◆ **WHAT IS BEING ASKED**
The data is to be retyped in full, exactly.

────────────────────────────────────────

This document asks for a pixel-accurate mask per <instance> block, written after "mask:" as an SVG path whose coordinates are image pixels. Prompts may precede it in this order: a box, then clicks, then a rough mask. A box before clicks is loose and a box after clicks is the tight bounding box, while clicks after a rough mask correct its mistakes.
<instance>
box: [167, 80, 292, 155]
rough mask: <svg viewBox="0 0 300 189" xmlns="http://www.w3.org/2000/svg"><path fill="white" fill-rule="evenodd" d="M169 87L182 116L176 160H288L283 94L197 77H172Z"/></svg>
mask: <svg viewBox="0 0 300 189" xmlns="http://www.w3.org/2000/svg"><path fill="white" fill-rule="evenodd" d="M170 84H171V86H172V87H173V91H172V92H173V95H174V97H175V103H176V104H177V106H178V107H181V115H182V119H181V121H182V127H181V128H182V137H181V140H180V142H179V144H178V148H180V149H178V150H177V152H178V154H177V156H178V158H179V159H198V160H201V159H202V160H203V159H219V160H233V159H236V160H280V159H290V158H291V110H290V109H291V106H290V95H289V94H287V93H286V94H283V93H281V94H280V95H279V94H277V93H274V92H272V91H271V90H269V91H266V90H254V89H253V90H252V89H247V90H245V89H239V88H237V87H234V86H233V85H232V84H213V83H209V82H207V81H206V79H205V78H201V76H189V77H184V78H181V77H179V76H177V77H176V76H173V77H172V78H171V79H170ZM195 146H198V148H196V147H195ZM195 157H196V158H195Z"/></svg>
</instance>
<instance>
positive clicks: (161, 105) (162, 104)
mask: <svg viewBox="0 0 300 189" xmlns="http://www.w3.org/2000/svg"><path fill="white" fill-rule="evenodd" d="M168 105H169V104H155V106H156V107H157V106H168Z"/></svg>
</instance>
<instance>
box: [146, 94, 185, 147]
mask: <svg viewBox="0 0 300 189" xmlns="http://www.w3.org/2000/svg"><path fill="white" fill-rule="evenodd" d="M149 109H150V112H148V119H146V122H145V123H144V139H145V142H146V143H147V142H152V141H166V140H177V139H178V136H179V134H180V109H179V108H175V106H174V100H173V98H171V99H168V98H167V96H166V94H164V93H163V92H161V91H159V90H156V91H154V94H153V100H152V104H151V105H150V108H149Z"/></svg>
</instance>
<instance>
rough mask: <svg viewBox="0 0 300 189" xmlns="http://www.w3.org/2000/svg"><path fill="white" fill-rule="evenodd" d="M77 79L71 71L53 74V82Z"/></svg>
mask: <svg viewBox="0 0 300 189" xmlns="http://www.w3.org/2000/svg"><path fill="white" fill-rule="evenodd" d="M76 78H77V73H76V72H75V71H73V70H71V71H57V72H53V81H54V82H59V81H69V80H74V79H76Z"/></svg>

────────────────────────────────────────

◆ **RESPONSE BELOW**
This document asks for a pixel-accurate mask per <instance> block, written after "mask:" as an SVG path whose coordinates are image pixels. Prompts may precede it in this order: a box, then clicks, then a rough mask. A box before clicks is loose and a box after clicks is the tight bounding box, while clicks after a rough mask correct its mistakes.
<instance>
box: [167, 80, 292, 155]
rough mask: <svg viewBox="0 0 300 189" xmlns="http://www.w3.org/2000/svg"><path fill="white" fill-rule="evenodd" d="M169 87L182 116L176 160H288L283 94L197 77H172Z"/></svg>
mask: <svg viewBox="0 0 300 189" xmlns="http://www.w3.org/2000/svg"><path fill="white" fill-rule="evenodd" d="M170 84H171V86H172V87H173V91H172V92H173V95H174V97H175V103H176V104H177V106H178V107H181V115H182V119H181V121H182V127H181V128H182V137H181V140H180V142H179V144H178V148H180V149H178V150H177V152H178V154H177V156H178V158H179V159H198V160H201V159H202V160H203V159H219V160H233V159H236V160H280V159H290V158H291V110H290V109H291V106H290V95H289V94H287V93H286V94H283V93H281V94H280V95H279V94H277V93H274V92H272V91H271V90H269V91H266V90H254V89H253V90H252V89H247V90H245V89H239V88H237V87H234V86H233V85H232V84H213V83H209V82H207V81H206V79H205V78H201V76H189V77H184V78H181V77H179V76H177V77H176V76H173V77H172V78H171V79H170ZM195 146H198V148H196V147H195ZM195 157H196V158H195Z"/></svg>
</instance>
<instance>
positive clicks: (161, 105) (162, 104)
mask: <svg viewBox="0 0 300 189" xmlns="http://www.w3.org/2000/svg"><path fill="white" fill-rule="evenodd" d="M168 105H169V104H155V106H156V107H157V106H168Z"/></svg>
</instance>
<instance>
box: [146, 94, 185, 147]
mask: <svg viewBox="0 0 300 189" xmlns="http://www.w3.org/2000/svg"><path fill="white" fill-rule="evenodd" d="M149 109H150V112H148V119H146V122H145V123H144V139H145V142H146V143H147V142H152V141H166V140H177V139H178V136H179V134H180V109H179V108H175V106H174V100H173V98H171V99H168V98H167V96H166V94H164V93H163V92H161V91H159V90H156V91H154V94H153V100H152V104H151V105H150V108H149Z"/></svg>
</instance>
<instance>
rough mask: <svg viewBox="0 0 300 189" xmlns="http://www.w3.org/2000/svg"><path fill="white" fill-rule="evenodd" d="M77 79L71 71L53 74V82Z"/></svg>
mask: <svg viewBox="0 0 300 189" xmlns="http://www.w3.org/2000/svg"><path fill="white" fill-rule="evenodd" d="M76 78H77V73H76V72H75V71H73V70H71V71H57V72H53V81H54V82H59V81H69V80H74V79H76Z"/></svg>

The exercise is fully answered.